T検定とは何?具体例でわかりやすく解説!

「世の中にはいろんな検定があるけど、それぞれがどんな検定なのかが分かりません・・・。」

私のところに、そのような質問が多々寄せられます。

確かに統計の検定は数が多くて、結局何をやっているのかが分かりにくかったりします。

そんな時のアドバイス。

どんな検定をしているかを手っ取り早く、そして正確に把握するにはあるものを見ればいいんです。

それは、「帰無仮説と対立仮説」です。

帰無仮説と対立仮説って難しそうな用語ですが、それほど難しいものではありません。

帰無仮説と対立仮説は、「何を検定しているのかを直接文章として記載しているもの」です。

そのため、その検定が何をやっているか、帰無仮説と対立仮説を確認することで一目瞭然なのです。

ということで、本サイトの検定に関する記事では、必ず帰無仮説と対立仮説を載せるようにしますね。

T検定の帰無仮説と対立仮説

では早速、T検定の帰無仮説と対立仮説は何かを見てみましょう。(2標本のT検定の場合)

帰無仮説H0:A群の母平均=B群の母平均

対立仮説H1:A群の母平均≠B群の母平均

この帰無仮説と対立仮説を確認して、何がわかりますか?

T検定は平均値に対する検定であることが分かりますよね。

T検定は有名なので、仮説を見なくても「平均値に対する検定だ」とわかるかもしれません。

※

■ 課題:
- a) T検定の解説では、2標本のT検定の帰無仮説H0は何とされているか。
- b) 記録の冒頭から「105L266 105L269 103L277」を含む行までを、両端の行も含めて一字一句そのまま書き写せ。画像は回答に入れないこと。

セグメンテーションのラベル付け項目:
※

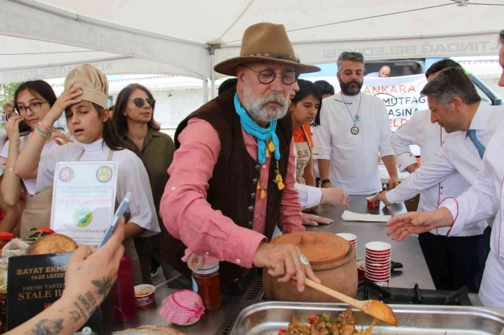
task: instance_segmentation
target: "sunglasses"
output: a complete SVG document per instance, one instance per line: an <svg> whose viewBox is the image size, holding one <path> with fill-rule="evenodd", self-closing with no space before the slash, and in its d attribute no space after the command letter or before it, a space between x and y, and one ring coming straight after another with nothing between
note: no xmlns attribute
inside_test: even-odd
<svg viewBox="0 0 504 335"><path fill-rule="evenodd" d="M135 98L133 99L133 103L135 103L135 105L138 108L142 107L144 104L145 104L146 101L152 108L154 108L154 105L156 105L156 100L151 98L147 98L145 100L142 98Z"/></svg>

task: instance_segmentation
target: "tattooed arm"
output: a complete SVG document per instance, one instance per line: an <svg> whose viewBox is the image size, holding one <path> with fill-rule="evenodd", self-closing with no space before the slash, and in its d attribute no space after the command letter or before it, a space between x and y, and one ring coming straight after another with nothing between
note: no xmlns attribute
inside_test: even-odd
<svg viewBox="0 0 504 335"><path fill-rule="evenodd" d="M96 252L79 247L68 261L62 297L49 308L6 335L70 335L89 320L117 277L124 248L124 221Z"/></svg>

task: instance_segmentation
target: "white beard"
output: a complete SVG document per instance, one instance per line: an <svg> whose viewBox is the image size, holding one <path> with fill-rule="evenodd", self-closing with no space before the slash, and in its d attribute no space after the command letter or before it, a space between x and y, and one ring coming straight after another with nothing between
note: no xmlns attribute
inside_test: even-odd
<svg viewBox="0 0 504 335"><path fill-rule="evenodd" d="M280 105L266 105L269 103L277 103ZM271 92L262 98L257 96L246 80L244 83L242 103L252 117L264 122L282 119L287 114L289 107L287 99L280 93Z"/></svg>

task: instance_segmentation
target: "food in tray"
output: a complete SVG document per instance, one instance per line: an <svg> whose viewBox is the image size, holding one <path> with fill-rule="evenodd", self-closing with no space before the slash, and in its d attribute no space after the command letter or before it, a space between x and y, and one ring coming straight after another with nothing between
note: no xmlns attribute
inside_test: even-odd
<svg viewBox="0 0 504 335"><path fill-rule="evenodd" d="M72 238L61 234L51 234L31 243L26 250L26 255L72 252L77 250L77 243Z"/></svg>
<svg viewBox="0 0 504 335"><path fill-rule="evenodd" d="M112 335L135 335L144 334L149 335L184 335L184 333L169 326L142 326L121 332L115 332Z"/></svg>
<svg viewBox="0 0 504 335"><path fill-rule="evenodd" d="M299 322L294 315L290 318L289 328L280 329L278 335L370 335L376 323L375 319L364 332L355 330L355 318L352 310L347 309L337 318L331 319L327 314L308 318L308 323Z"/></svg>

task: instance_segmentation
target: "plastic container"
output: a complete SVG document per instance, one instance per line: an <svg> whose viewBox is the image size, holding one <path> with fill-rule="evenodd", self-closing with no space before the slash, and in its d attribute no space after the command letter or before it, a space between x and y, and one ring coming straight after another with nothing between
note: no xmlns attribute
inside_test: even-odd
<svg viewBox="0 0 504 335"><path fill-rule="evenodd" d="M0 232L0 254L3 247L14 238L14 234L10 232Z"/></svg>
<svg viewBox="0 0 504 335"><path fill-rule="evenodd" d="M148 284L135 286L135 299L137 308L142 309L154 306L154 292L156 287Z"/></svg>
<svg viewBox="0 0 504 335"><path fill-rule="evenodd" d="M213 311L221 306L221 277L219 262L192 270L192 289L201 297L205 309Z"/></svg>
<svg viewBox="0 0 504 335"><path fill-rule="evenodd" d="M133 274L131 261L124 254L119 265L117 280L115 282L116 296L114 299L114 314L117 320L126 321L137 316Z"/></svg>

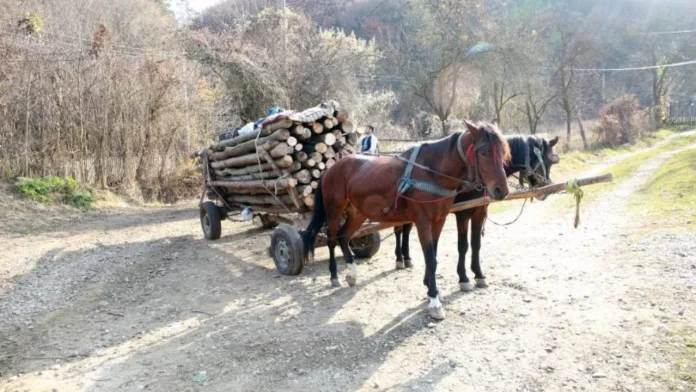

※

■ 回答:
- a) A群の母平均=B群の母平均。

- b)
task: instance_segmentation
target: "sunglasses"
output: a complete SVG document per instance, one instance per line: an <svg> whose viewBox is the image size, holding one <path> with fill-rule="evenodd", self-closing with no space before the slash, and in its d attribute no space after the command letter or before it, a space between x and y, and one ring coming straight after another with nothing between
note: no xmlns attribute
inside_test: even-odd
<svg viewBox="0 0 504 335"><path fill-rule="evenodd" d="M135 98L133 99L133 103L135 103L135 105L138 108L142 107L144 104L145 104L146 101L152 108L154 108L154 105L156 105L156 100L151 98L147 98L145 100L142 98Z"/></svg>

task: instance_segmentation
target: "tattooed arm"
output: a complete SVG document per instance, one instance per line: an <svg> whose viewBox is the image size, holding one <path> with fill-rule="evenodd", self-closing with no space before the slash, and in its d attribute no space after the command letter or before it, a space between x and y, and one ring coming straight after another with nothing between
note: no xmlns attribute
inside_test: even-odd
<svg viewBox="0 0 504 335"><path fill-rule="evenodd" d="M96 252L79 247L68 261L62 297L49 308L6 335L70 335L89 320L117 277L124 248L124 221Z"/></svg>

task: instance_segmentation
target: "white beard"
output: a complete SVG document per instance, one instance per line: an <svg> whose viewBox is the image size, holding one <path> with fill-rule="evenodd", self-closing with no space before the slash, and in its d attribute no space after the command letter or before it, a space between x and y, and one ring coming straight after another with nothing between
note: no xmlns attribute
inside_test: even-odd
<svg viewBox="0 0 504 335"><path fill-rule="evenodd" d="M280 105L266 105L269 103L277 103ZM271 92L262 98L257 96L246 80L244 83L242 103L252 117L264 122L282 119L287 114L289 107L287 99L280 93Z"/></svg>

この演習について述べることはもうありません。